> [Work to do] Recast the entries below as a Markdown table with the columns No. and Line. Give each line its own numbered row and leave out blank lines.

Excerpts from bounding box data:
(begin)

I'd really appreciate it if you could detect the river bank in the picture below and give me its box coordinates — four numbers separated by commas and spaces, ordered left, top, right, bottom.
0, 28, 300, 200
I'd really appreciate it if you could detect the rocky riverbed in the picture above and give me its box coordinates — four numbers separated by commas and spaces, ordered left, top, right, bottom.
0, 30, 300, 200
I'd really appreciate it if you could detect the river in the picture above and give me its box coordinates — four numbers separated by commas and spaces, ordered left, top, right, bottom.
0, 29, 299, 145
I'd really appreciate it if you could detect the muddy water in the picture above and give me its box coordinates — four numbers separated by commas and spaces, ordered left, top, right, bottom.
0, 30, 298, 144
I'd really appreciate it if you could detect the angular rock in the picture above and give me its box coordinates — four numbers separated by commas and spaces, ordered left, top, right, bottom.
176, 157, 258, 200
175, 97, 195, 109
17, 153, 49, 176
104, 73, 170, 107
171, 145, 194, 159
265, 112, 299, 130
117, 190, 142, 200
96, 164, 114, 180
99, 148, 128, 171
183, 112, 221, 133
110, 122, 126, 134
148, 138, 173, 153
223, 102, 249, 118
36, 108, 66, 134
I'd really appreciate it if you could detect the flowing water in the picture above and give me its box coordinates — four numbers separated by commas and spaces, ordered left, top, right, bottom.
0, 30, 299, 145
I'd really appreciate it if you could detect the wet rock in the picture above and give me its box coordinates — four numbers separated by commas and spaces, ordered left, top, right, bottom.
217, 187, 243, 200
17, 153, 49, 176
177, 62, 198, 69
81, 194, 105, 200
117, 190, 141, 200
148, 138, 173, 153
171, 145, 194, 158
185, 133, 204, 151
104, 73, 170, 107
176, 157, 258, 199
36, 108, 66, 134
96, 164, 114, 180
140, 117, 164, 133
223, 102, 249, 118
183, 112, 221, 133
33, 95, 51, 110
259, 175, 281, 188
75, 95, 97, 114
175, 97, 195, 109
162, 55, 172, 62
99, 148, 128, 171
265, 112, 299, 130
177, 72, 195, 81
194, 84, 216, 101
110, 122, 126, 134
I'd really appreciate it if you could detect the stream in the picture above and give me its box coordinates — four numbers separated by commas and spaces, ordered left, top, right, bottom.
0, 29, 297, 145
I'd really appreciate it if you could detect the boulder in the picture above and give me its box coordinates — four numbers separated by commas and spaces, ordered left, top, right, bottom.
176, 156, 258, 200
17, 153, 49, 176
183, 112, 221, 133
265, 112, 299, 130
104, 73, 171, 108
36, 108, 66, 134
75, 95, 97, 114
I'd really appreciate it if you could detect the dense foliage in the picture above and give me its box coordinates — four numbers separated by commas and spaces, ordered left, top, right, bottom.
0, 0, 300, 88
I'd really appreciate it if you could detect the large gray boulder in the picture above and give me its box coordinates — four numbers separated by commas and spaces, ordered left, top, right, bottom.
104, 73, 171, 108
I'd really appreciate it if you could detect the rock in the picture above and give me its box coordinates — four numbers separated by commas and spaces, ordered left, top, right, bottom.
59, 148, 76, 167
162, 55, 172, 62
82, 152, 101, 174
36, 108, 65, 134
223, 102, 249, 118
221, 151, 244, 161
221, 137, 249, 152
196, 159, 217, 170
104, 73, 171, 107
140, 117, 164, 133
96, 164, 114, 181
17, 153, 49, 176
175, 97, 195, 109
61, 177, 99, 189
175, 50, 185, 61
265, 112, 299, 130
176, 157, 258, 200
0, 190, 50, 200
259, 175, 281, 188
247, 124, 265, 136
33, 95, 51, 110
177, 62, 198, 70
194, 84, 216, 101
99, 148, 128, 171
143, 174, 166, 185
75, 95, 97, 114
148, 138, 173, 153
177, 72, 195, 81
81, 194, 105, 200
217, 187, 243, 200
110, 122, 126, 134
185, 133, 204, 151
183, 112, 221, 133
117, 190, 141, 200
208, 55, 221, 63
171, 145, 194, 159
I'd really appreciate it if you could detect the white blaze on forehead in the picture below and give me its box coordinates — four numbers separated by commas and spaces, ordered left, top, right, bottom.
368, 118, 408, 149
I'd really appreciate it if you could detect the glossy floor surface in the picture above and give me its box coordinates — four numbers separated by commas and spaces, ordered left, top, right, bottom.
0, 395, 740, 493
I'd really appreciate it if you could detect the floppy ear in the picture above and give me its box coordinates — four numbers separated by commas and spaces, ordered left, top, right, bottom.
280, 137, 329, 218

(end)

> [Solution for this problem]
| No. | Line |
|---|---|
| 1 | I'd really appreciate it if you could detect the river bank in the picture below and give me its box coordinates — four numbers separated by commas and spaces, ordered left, top, right, bottom. |
| 2 | 0, 28, 300, 200 |
| 3 | I'd really appreciate it if you could detect the rocky riverbed in the picture above and give me its box coordinates — four numbers separated by commas and spaces, ordered left, top, right, bottom. |
| 4 | 0, 30, 300, 200 |
| 5 | I'd really appreciate it if you could detect the river in the picture above and give me its box coordinates — four numbers separated by commas and spaces, ordered left, top, right, bottom. |
| 6 | 0, 29, 299, 145 |
| 7 | I'd really appreciate it if you could detect the muddy water in the picture above and give me its box coordinates — four numbers separated by commas and spaces, ordered left, top, right, bottom. |
| 8 | 0, 30, 298, 144 |
| 9 | I'd really appreciate it if you could detect the angular rock in the picture above and give me its box coordinates — four numbers separated by commas and spaces, ordered left, top, right, bottom. |
| 10 | 176, 157, 258, 200 |
| 11 | 175, 97, 195, 109 |
| 12 | 17, 153, 49, 176 |
| 13 | 104, 73, 170, 107 |
| 14 | 171, 145, 194, 159 |
| 15 | 265, 112, 299, 130 |
| 16 | 117, 190, 142, 200 |
| 17 | 96, 164, 114, 180 |
| 18 | 99, 148, 128, 171 |
| 19 | 183, 112, 221, 133 |
| 20 | 110, 122, 126, 134 |
| 21 | 148, 138, 173, 153 |
| 22 | 223, 102, 249, 118 |
| 23 | 36, 108, 66, 134 |
| 24 | I'd really appreciate it if you could detect the flowing water in the picture above and give me its box coordinates — four numbers separated by commas and spaces, ordered left, top, right, bottom. |
| 25 | 0, 30, 299, 145 |
| 26 | I'd really appreciate it if you could detect the wet rock in the picture above and give me its box coordinates — four numbers separated by commas and spaces, ordered left, top, right, bottom. |
| 27 | 217, 187, 243, 200 |
| 28 | 17, 153, 49, 176 |
| 29 | 177, 62, 198, 69 |
| 30 | 81, 194, 105, 200 |
| 31 | 117, 190, 141, 200 |
| 32 | 148, 138, 173, 153 |
| 33 | 171, 145, 194, 158 |
| 34 | 185, 133, 204, 151 |
| 35 | 104, 73, 170, 107 |
| 36 | 176, 157, 258, 199 |
| 37 | 36, 108, 66, 134 |
| 38 | 96, 164, 114, 180 |
| 39 | 140, 117, 164, 133 |
| 40 | 223, 102, 249, 118 |
| 41 | 183, 112, 221, 133 |
| 42 | 33, 95, 51, 110 |
| 43 | 259, 175, 281, 188 |
| 44 | 75, 95, 97, 114 |
| 45 | 175, 97, 195, 109 |
| 46 | 162, 55, 172, 62 |
| 47 | 99, 148, 128, 171 |
| 48 | 265, 112, 299, 130 |
| 49 | 177, 72, 195, 81 |
| 50 | 194, 84, 216, 101 |
| 51 | 110, 122, 126, 134 |
| 52 | I'd really appreciate it if you could detect the stream in the picture above and give me its box coordinates — four numbers separated by commas and spaces, ordered left, top, right, bottom. |
| 53 | 0, 29, 297, 145 |
| 54 | I'd really appreciate it if you could detect the boulder in the picture above and give me its box coordinates — four numbers separated by commas and spaces, ordered left, top, right, bottom. |
| 55 | 176, 156, 258, 200 |
| 56 | 17, 153, 49, 176 |
| 57 | 183, 112, 221, 133 |
| 58 | 265, 112, 299, 130 |
| 59 | 104, 73, 171, 108 |
| 60 | 36, 108, 66, 134 |
| 61 | 75, 95, 97, 114 |
| 62 | I'd really appreciate it if you could detect the dense foliage in the picture above and give me its box coordinates — four numbers separated by commas and spaces, ordered left, top, right, bottom. |
| 63 | 0, 0, 300, 88 |
| 64 | I'd really appreciate it if you could detect the large gray boulder in the picture above and give me its box coordinates — four numbers separated by commas and spaces, ordered left, top, right, bottom. |
| 65 | 104, 73, 171, 108 |
| 66 | I'd really appreciate it if you could detect the rock in the picture above and give me its box coordinates — four numbers separated by commas and spaces, ordered left, top, right, bottom. |
| 67 | 59, 148, 76, 167 |
| 68 | 162, 55, 172, 62 |
| 69 | 82, 152, 101, 174 |
| 70 | 36, 108, 65, 134 |
| 71 | 223, 102, 249, 118 |
| 72 | 221, 151, 244, 161 |
| 73 | 221, 137, 249, 152 |
| 74 | 196, 159, 217, 170 |
| 75 | 104, 73, 171, 107 |
| 76 | 140, 117, 164, 133 |
| 77 | 96, 164, 114, 181 |
| 78 | 17, 153, 49, 176 |
| 79 | 175, 97, 195, 109 |
| 80 | 61, 177, 99, 189 |
| 81 | 175, 50, 185, 61 |
| 82 | 265, 112, 299, 130 |
| 83 | 176, 157, 258, 200 |
| 84 | 0, 190, 50, 200 |
| 85 | 259, 175, 281, 188 |
| 86 | 247, 124, 265, 136 |
| 87 | 33, 95, 51, 110 |
| 88 | 177, 62, 198, 70 |
| 89 | 194, 84, 216, 101 |
| 90 | 99, 148, 128, 171 |
| 91 | 143, 174, 166, 185 |
| 92 | 75, 95, 97, 114 |
| 93 | 148, 138, 173, 153 |
| 94 | 177, 72, 195, 81 |
| 95 | 81, 194, 105, 200 |
| 96 | 217, 187, 243, 200 |
| 97 | 110, 122, 126, 134 |
| 98 | 185, 133, 204, 151 |
| 99 | 183, 112, 221, 133 |
| 100 | 117, 190, 141, 200 |
| 101 | 208, 55, 221, 63 |
| 102 | 171, 145, 194, 159 |
| 103 | I'd really appreciate it if you could detect the white blaze on forehead in the picture below and give me its box coordinates — four numbers separated by commas and spaces, ordered left, top, right, bottom. |
| 104 | 368, 118, 408, 149 |
| 105 | I'd really appreciate it if you could detect the glossy floor surface in the picture above and give me its box coordinates — four numbers separated by commas and spaces, ordered left, top, right, bottom. |
| 106 | 0, 395, 740, 493 |
| 107 | I'd really appreciate it if you could detect the floppy ear in the picture above and give me its box coordinates — four numbers separated by commas and spaces, ordered left, top, right, bottom. |
| 108 | 280, 137, 329, 218 |